▶ STATED PROBLEM
Your task is to return the span of lines beginning at the one with "of the lawn" and ending at the last line of the data, exactly as it stands.

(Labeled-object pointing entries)
** START **

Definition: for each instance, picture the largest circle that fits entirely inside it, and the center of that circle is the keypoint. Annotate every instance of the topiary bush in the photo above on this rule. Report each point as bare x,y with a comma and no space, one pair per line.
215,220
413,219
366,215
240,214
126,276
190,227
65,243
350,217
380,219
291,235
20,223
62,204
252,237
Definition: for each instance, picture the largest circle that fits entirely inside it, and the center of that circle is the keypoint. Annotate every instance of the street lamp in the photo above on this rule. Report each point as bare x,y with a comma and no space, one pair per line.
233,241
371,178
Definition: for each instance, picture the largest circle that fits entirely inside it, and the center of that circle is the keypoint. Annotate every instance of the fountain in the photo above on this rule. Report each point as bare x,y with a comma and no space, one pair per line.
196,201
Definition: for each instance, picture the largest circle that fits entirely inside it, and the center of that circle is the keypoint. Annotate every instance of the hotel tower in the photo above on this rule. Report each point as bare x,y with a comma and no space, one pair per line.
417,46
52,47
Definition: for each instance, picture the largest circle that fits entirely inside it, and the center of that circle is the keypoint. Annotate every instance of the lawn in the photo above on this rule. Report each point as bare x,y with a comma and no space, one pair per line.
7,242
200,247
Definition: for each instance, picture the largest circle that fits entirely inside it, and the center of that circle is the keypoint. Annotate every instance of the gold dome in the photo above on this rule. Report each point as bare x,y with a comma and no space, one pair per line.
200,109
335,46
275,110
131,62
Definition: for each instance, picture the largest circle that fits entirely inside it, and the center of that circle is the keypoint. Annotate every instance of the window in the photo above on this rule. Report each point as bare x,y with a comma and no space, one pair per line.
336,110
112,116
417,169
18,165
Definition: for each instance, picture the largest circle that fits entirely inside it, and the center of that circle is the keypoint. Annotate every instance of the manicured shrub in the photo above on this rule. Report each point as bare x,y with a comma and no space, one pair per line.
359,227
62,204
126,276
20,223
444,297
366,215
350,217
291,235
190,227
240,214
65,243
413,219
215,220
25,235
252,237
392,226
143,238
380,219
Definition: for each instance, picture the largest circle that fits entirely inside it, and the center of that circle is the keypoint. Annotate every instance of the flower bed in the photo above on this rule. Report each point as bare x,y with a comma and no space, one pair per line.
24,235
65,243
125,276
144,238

** END **

▶ RESULT FOR THIS TASK
Definition: for each instance, picture the largest circle that fits entirely inside it, and the center of that circle is the keypoint. Annotate every instance of the lawn in the photo above on this rule. Report each point as bare x,y with a comma and no space, one pair per line.
7,242
200,247
Definition: for each instance, picture the largest circle that fits entirely inside it, and the center of that circle is the keypoint. Annotate every instance of the gold dome in the photo above on this rule. Report each point as bare x,y with a comma and no space, one pair per line.
200,109
335,46
275,110
131,62
Definition: for each instance, picture the largest circle that fits entirely inside it, and the center of that circle is the keypoint. Annotate every instance of the window in the photo above on this rule. Report each point as bare x,y with a comma and no space, one pair per line.
336,110
112,116
417,169
18,165
Definition: for each instance, picture the largest circle that fits entirely inside it, and the center of that circle is the keypoint. Annotate every instance of the manicured shrub in the photo above on this rule. Report each point as bare x,y with a comma and no space, one pair per line.
359,227
62,204
126,276
20,223
444,297
366,215
350,217
291,235
190,227
240,214
65,243
413,219
215,220
25,235
252,237
392,226
143,238
380,219
Definition: for each instance, picture the largest circle that fits entirely inside it, and the center of that circle is the keypoint. Annotate every instance of the flower bed in the photo above on this rule. Report each point as bare x,y with a comma and no space, one pair per line.
24,235
65,243
125,276
144,238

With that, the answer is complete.